--- Start RECORDS SHOWN ---

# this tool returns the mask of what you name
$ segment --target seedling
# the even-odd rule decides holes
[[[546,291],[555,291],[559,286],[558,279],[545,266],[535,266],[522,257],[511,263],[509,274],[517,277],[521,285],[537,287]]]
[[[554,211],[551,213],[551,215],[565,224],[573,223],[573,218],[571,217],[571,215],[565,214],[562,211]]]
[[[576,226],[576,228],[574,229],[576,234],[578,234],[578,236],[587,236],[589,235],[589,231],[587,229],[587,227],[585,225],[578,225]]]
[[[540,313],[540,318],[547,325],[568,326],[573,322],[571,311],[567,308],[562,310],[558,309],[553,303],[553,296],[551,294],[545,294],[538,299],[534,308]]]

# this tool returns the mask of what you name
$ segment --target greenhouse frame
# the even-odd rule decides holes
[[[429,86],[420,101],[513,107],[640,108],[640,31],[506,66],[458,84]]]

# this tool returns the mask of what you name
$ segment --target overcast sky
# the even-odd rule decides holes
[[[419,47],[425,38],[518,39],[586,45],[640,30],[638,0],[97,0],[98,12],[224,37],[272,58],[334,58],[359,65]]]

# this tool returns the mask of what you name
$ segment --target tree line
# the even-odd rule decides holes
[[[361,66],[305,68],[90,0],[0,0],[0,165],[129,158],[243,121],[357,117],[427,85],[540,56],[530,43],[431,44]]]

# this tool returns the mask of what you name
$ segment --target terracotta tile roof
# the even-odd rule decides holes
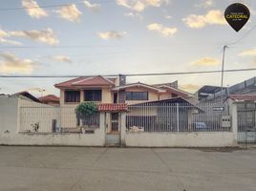
[[[256,95],[229,95],[228,98],[234,101],[256,101]]]
[[[100,103],[97,110],[99,112],[126,112],[128,105],[125,103]]]
[[[36,98],[35,96],[33,96],[31,93],[29,93],[28,91],[22,91],[22,92],[18,92],[18,93],[15,93],[11,96],[23,96],[32,101],[35,101],[35,102],[40,102],[40,100],[38,98]]]
[[[56,88],[71,88],[71,89],[81,86],[109,86],[109,85],[114,86],[116,79],[117,78],[115,77],[104,77],[101,75],[92,77],[82,76],[55,84],[54,86]]]
[[[54,95],[47,95],[38,98],[40,101],[59,101],[59,97]]]
[[[154,90],[154,91],[159,92],[159,93],[166,93],[166,91],[163,89],[157,88],[157,87],[154,87],[154,86],[151,86],[151,85],[148,85],[145,83],[140,83],[140,82],[126,84],[123,86],[117,86],[117,87],[113,88],[112,90],[113,91],[119,91],[119,90],[125,90],[128,88],[134,88],[134,87],[151,89],[151,90]]]

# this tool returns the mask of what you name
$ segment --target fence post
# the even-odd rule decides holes
[[[179,103],[176,103],[176,113],[177,113],[177,131],[180,132]]]

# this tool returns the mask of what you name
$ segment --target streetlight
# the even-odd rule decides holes
[[[224,46],[224,52],[223,52],[223,66],[222,66],[222,88],[221,88],[221,105],[223,106],[224,104],[224,53],[225,49],[228,48],[226,45]]]

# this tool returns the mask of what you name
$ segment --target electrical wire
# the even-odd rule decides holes
[[[248,72],[256,71],[256,68],[247,68],[247,69],[229,69],[224,70],[225,73],[237,73],[237,72]],[[181,74],[214,74],[222,73],[222,70],[216,71],[195,71],[195,72],[176,72],[176,73],[145,73],[145,74],[122,74],[126,76],[150,76],[150,75],[181,75]],[[91,77],[97,76],[98,74],[88,74],[88,75],[77,75],[77,74],[64,74],[64,75],[5,75],[1,74],[2,78],[64,78],[64,77]],[[101,74],[102,76],[118,76],[118,74]]]

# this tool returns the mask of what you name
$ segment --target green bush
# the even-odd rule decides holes
[[[95,102],[82,102],[75,108],[75,114],[77,118],[77,125],[80,123],[80,119],[89,125],[90,116],[97,113],[97,106]]]

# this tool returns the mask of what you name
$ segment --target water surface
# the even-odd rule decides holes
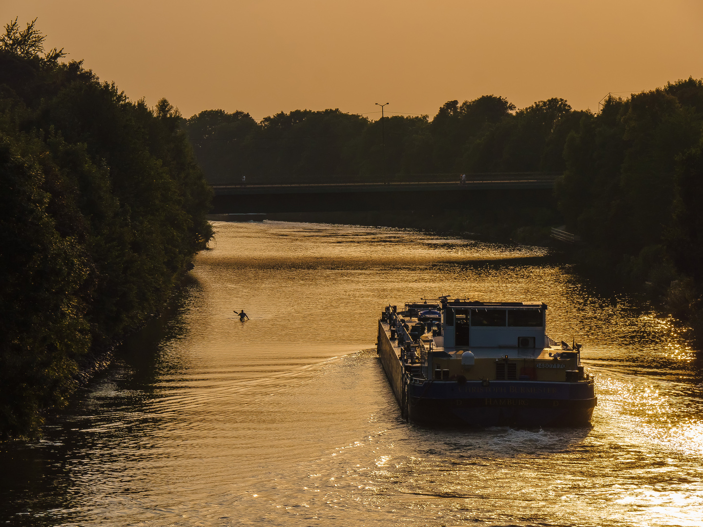
[[[540,247],[271,221],[216,230],[172,313],[43,441],[2,448],[0,521],[701,524],[696,354],[643,299],[598,289]],[[437,294],[546,302],[550,336],[585,344],[593,426],[401,419],[376,319],[389,303]]]

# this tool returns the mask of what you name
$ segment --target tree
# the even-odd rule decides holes
[[[18,18],[5,25],[5,34],[0,36],[0,49],[4,49],[23,58],[34,58],[44,54],[44,59],[49,62],[56,62],[65,56],[63,48],[57,50],[53,48],[44,53],[44,43],[46,37],[34,27],[37,19],[27,22],[27,27],[20,30]]]

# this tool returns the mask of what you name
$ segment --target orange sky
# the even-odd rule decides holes
[[[597,110],[607,92],[703,77],[700,0],[0,0],[49,47],[186,117],[339,108],[434,115],[494,93]]]

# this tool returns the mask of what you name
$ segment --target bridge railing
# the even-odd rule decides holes
[[[214,188],[238,186],[286,186],[317,185],[388,185],[401,183],[463,183],[478,182],[534,181],[554,183],[560,172],[474,172],[471,174],[411,174],[397,175],[334,176],[234,176],[209,181]]]

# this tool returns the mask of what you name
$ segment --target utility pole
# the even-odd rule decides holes
[[[386,157],[386,129],[383,123],[383,107],[387,105],[388,103],[386,103],[386,104],[378,104],[378,103],[376,103],[376,104],[381,107],[381,137],[383,141],[383,169],[387,172],[388,160]]]
[[[381,99],[381,100],[382,100],[383,99]],[[378,104],[378,103],[376,103],[376,104],[378,105],[379,105],[379,106],[381,107],[381,134],[382,134],[381,136],[383,138],[383,148],[384,148],[384,149],[385,149],[385,148],[386,148],[386,131],[385,131],[385,129],[383,126],[383,107],[385,106],[386,105],[387,105],[388,103],[386,103],[386,104]]]

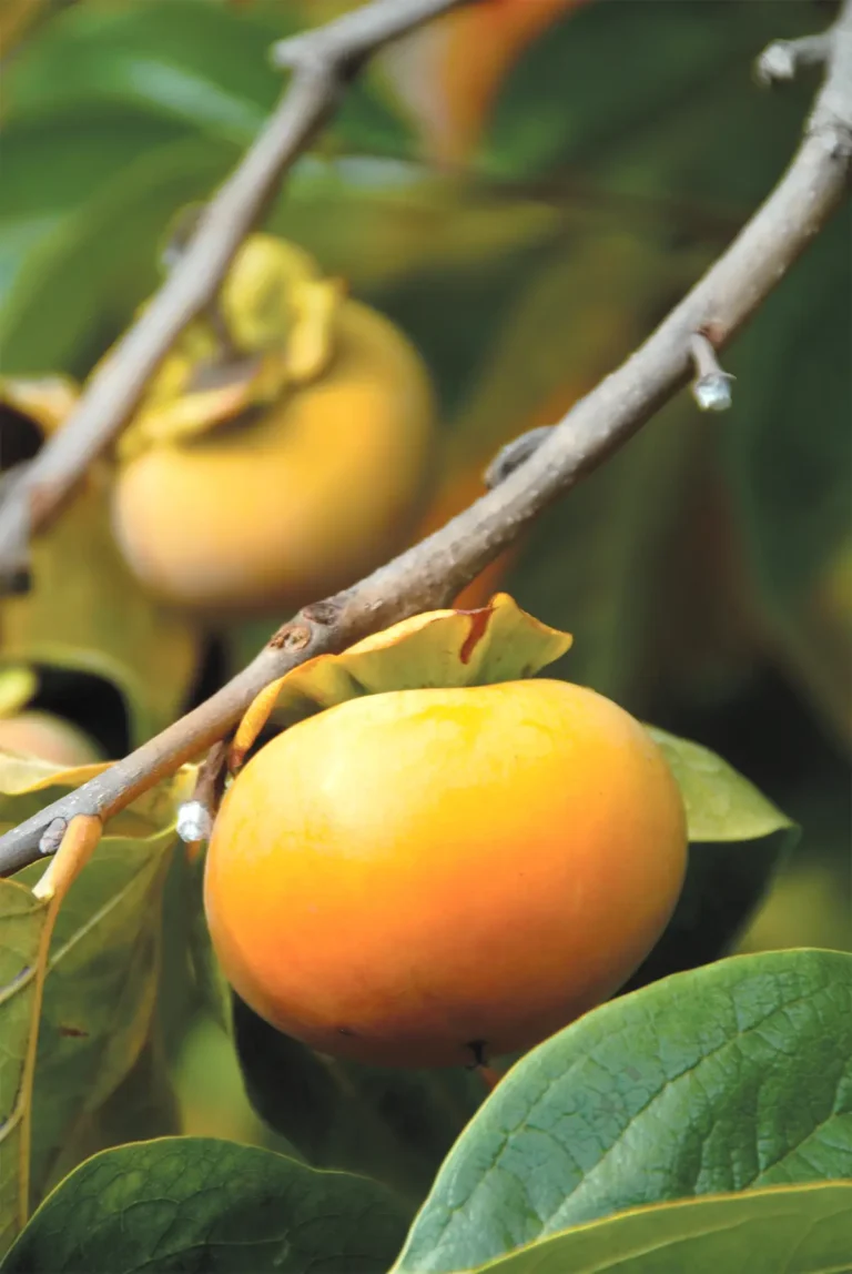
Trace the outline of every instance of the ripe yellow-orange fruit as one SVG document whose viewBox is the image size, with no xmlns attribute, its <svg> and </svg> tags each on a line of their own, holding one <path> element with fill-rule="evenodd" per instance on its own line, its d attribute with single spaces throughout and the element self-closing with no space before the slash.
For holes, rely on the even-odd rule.
<svg viewBox="0 0 852 1274">
<path fill-rule="evenodd" d="M 346 301 L 320 380 L 120 470 L 116 539 L 168 601 L 297 609 L 401 547 L 419 512 L 432 422 L 416 350 L 382 315 Z"/>
<path fill-rule="evenodd" d="M 55 766 L 88 766 L 103 759 L 88 735 L 52 712 L 0 717 L 0 748 L 39 757 Z"/>
<path fill-rule="evenodd" d="M 555 680 L 351 699 L 237 776 L 205 873 L 239 995 L 320 1051 L 471 1064 L 601 1003 L 685 870 L 679 789 L 643 727 Z"/>
</svg>

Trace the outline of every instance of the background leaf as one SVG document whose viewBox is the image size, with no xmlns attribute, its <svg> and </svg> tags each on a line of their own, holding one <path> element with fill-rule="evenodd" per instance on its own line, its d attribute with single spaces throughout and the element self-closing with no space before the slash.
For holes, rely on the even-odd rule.
<svg viewBox="0 0 852 1274">
<path fill-rule="evenodd" d="M 501 1080 L 400 1271 L 480 1265 L 641 1204 L 852 1176 L 852 957 L 777 952 L 586 1014 Z"/>
<path fill-rule="evenodd" d="M 33 589 L 4 599 L 0 659 L 94 673 L 124 694 L 130 743 L 178 713 L 195 671 L 197 629 L 139 589 L 116 548 L 103 470 L 32 549 Z"/>
<path fill-rule="evenodd" d="M 648 726 L 678 780 L 686 806 L 689 840 L 756 841 L 791 831 L 792 822 L 709 748 Z"/>
<path fill-rule="evenodd" d="M 755 1274 L 839 1274 L 851 1222 L 849 1182 L 690 1199 L 568 1229 L 480 1274 L 717 1274 L 744 1261 Z"/>
<path fill-rule="evenodd" d="M 206 1138 L 106 1150 L 32 1218 L 5 1274 L 383 1274 L 406 1213 L 373 1181 Z"/>
</svg>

--- End RECORDS SHOWN ---

Convert all the items above into one numbered list with one line per entry, skipping blank lines and leaving the pictures out.

1. # this tool returns the mask of what you name
2. $ segment --target seedling
3. # the even-odd rule decides holes
4. [[[546,291],[555,291],[559,286],[558,279],[545,266],[535,266],[522,257],[511,263],[509,274],[517,277],[521,285],[537,287]]]
5. [[[554,211],[551,213],[551,215],[565,224],[573,223],[573,218],[571,217],[571,215],[565,214],[562,211]]]
6. [[[576,226],[576,228],[574,229],[576,234],[578,234],[578,236],[587,236],[589,235],[589,231],[587,229],[587,227],[585,225],[578,225]]]
7. [[[540,313],[540,318],[547,325],[568,326],[573,322],[571,311],[567,308],[562,310],[558,309],[553,303],[553,296],[551,294],[545,294],[538,299],[534,308]]]
8. # this tool returns the mask of what you name
9. $ segment --target greenhouse frame
10. # the even-odd rule decides holes
11. [[[429,86],[420,101],[513,107],[640,108],[640,31],[506,66],[458,84]]]
12. # this tool returns the mask of what you name
13. $ segment --target overcast sky
14. # the even-odd rule decides holes
15. [[[419,47],[425,38],[518,39],[586,45],[640,30],[638,0],[97,0],[98,12],[224,37],[272,58],[334,58],[359,65]]]
16. # this tool returns the mask of what you name
17. $ segment --target tree line
18. # the even-odd rule decides holes
19. [[[361,66],[305,68],[90,0],[0,0],[0,165],[129,158],[243,121],[357,117],[427,85],[540,56],[530,43],[431,44]]]
20. # this tool returns the mask of what you name
21. $ segment --target terracotta tile roof
22. # the even-odd rule decides holes
23. [[[256,95],[229,95],[228,98],[234,101],[256,101]]]
24. [[[100,103],[97,110],[99,112],[126,112],[128,105],[125,103]]]
25. [[[36,98],[35,96],[33,96],[31,93],[29,93],[28,91],[22,91],[22,92],[18,92],[18,93],[15,93],[11,96],[23,96],[32,101],[35,101],[35,102],[40,102],[40,100],[38,98]]]
26. [[[56,88],[71,88],[71,89],[81,86],[109,86],[109,85],[114,86],[116,79],[117,78],[115,77],[104,77],[101,75],[92,77],[82,76],[55,84],[54,86]]]
27. [[[54,95],[47,95],[38,98],[40,101],[59,101],[59,97]]]
28. [[[154,90],[154,91],[159,92],[159,93],[166,93],[166,91],[163,89],[157,88],[157,87],[154,87],[154,86],[151,86],[151,85],[148,85],[145,83],[140,83],[140,82],[126,84],[123,86],[117,86],[117,87],[113,88],[112,90],[113,91],[119,91],[119,90],[125,90],[128,88],[134,88],[134,87],[151,89],[151,90]]]
29. # this tool returns the mask of what you name
30. $ segment --target fence post
31. # the even-odd rule decides holes
32. [[[179,103],[176,103],[176,113],[177,113],[177,131],[180,132]]]
33. # this tool returns the mask of what you name
34. $ segment --target streetlight
35. # the even-odd rule decides holes
36. [[[224,46],[224,52],[223,52],[223,66],[222,66],[222,88],[221,88],[221,105],[223,106],[224,104],[224,53],[225,49],[228,48],[226,45]]]
37. # this tool returns the mask of what you name
38. $ segment --target electrical wire
39. # the even-odd rule decides holes
40. [[[248,72],[256,71],[256,68],[247,68],[247,69],[229,69],[224,70],[225,73],[237,73],[237,72]],[[181,74],[214,74],[222,73],[222,70],[216,71],[195,71],[195,72],[176,72],[176,73],[145,73],[145,74],[122,74],[126,76],[150,76],[150,75],[181,75]],[[91,77],[97,76],[98,74],[88,74],[88,75],[77,75],[77,74],[64,74],[64,75],[5,75],[1,74],[2,78],[64,78],[64,77]],[[101,74],[102,76],[118,76],[118,74]]]
41. # this tool returns the mask of what you name
42. $ segment --target green bush
43. # the even-odd rule decides holes
44. [[[95,102],[82,102],[75,108],[75,114],[77,118],[77,125],[80,123],[80,119],[89,125],[90,116],[97,113],[97,106]]]
45. # this tool returns the mask of what you name
46. $ segment --target water surface
47. # the even-odd rule decides holes
48. [[[540,247],[271,221],[216,230],[172,313],[43,441],[2,448],[0,521],[701,524],[696,354],[643,299],[598,289]],[[437,294],[546,302],[550,336],[585,344],[593,426],[401,419],[376,319],[389,303]]]
49. # this tool returns the mask of what you name
50. $ segment --target tree
51. # the even-odd rule decides holes
52. [[[18,18],[5,25],[5,34],[0,36],[0,49],[4,49],[23,58],[34,58],[44,54],[44,59],[49,62],[56,62],[65,56],[63,48],[57,50],[53,48],[44,53],[44,43],[46,37],[34,27],[37,19],[27,22],[27,27],[20,30]]]
53. # this tool returns the mask of what you name
54. $ segment --target orange sky
55. # the even-odd rule decides holes
56. [[[597,110],[607,92],[703,77],[700,0],[0,0],[49,47],[186,117],[339,108],[434,115],[494,93]]]
57. # this tool returns the mask of what you name
58. $ segment --target bridge railing
59. # the even-odd rule decides holes
60. [[[214,188],[238,186],[286,186],[317,185],[388,185],[401,183],[463,183],[478,182],[534,181],[554,183],[560,172],[474,172],[471,174],[411,174],[397,175],[334,176],[234,176],[209,181]]]
61. # this tool returns the mask of what you name
62. $ segment --target utility pole
63. # the even-odd rule decides holes
64. [[[386,157],[386,129],[383,123],[383,107],[387,105],[388,103],[386,103],[386,104],[378,104],[378,103],[376,103],[376,104],[381,107],[381,137],[383,141],[383,169],[387,172],[388,160]]]
65. [[[381,99],[381,100],[382,100],[383,99]],[[378,104],[378,103],[376,103],[376,104],[378,105],[379,105],[379,106],[381,107],[381,134],[382,134],[381,136],[383,138],[383,148],[384,148],[384,149],[385,149],[385,148],[386,148],[386,131],[385,131],[385,129],[383,126],[383,107],[385,106],[386,105],[387,105],[388,103],[386,103],[386,104]]]
66. Trace the outline of every instance of the ripe yellow-orange fruit as one SVG document whose viewBox is the image size, with no xmlns attribute, its <svg> and </svg> tags each on a line of their own, holding one <path> element with fill-rule="evenodd" per instance on its own line, its d attribute with single spaces throughout and the element self-closing with no space before the slash.
67. For holes, rely on the even-odd rule.
68. <svg viewBox="0 0 852 1274">
69. <path fill-rule="evenodd" d="M 346 301 L 320 380 L 120 470 L 116 539 L 168 601 L 297 609 L 401 547 L 419 512 L 432 422 L 416 350 L 382 315 Z"/>
70. <path fill-rule="evenodd" d="M 55 766 L 88 766 L 103 759 L 88 735 L 52 712 L 0 717 L 0 748 L 39 757 Z"/>
71. <path fill-rule="evenodd" d="M 555 680 L 351 699 L 237 776 L 205 873 L 239 995 L 320 1051 L 471 1064 L 601 1003 L 685 870 L 679 789 L 643 727 Z"/>
72. </svg>
73. Trace the outline of every instance of the background leaf as one SVG document whose viewBox is the image size, with no xmlns attribute, its <svg> and </svg> tags each on a line of their own, holding one <path> element with fill-rule="evenodd" per instance on its own line, its d attribute with single spaces throughout and the element self-closing with no space before the slash.
74. For holes, rely on the even-odd rule.
75. <svg viewBox="0 0 852 1274">
76. <path fill-rule="evenodd" d="M 501 1080 L 400 1271 L 480 1265 L 641 1204 L 852 1176 L 852 957 L 777 952 L 586 1014 Z"/>
77. <path fill-rule="evenodd" d="M 33 589 L 4 599 L 0 659 L 94 673 L 124 694 L 130 743 L 178 713 L 195 671 L 197 629 L 139 589 L 116 548 L 103 470 L 32 549 Z"/>
78. <path fill-rule="evenodd" d="M 648 726 L 678 780 L 686 806 L 689 840 L 756 841 L 791 831 L 792 822 L 709 748 Z"/>
79. <path fill-rule="evenodd" d="M 755 1274 L 839 1274 L 851 1222 L 849 1182 L 690 1199 L 568 1229 L 480 1274 L 717 1274 L 744 1261 Z"/>
80. <path fill-rule="evenodd" d="M 206 1138 L 106 1150 L 32 1218 L 5 1274 L 383 1274 L 406 1213 L 373 1181 Z"/>
81. </svg>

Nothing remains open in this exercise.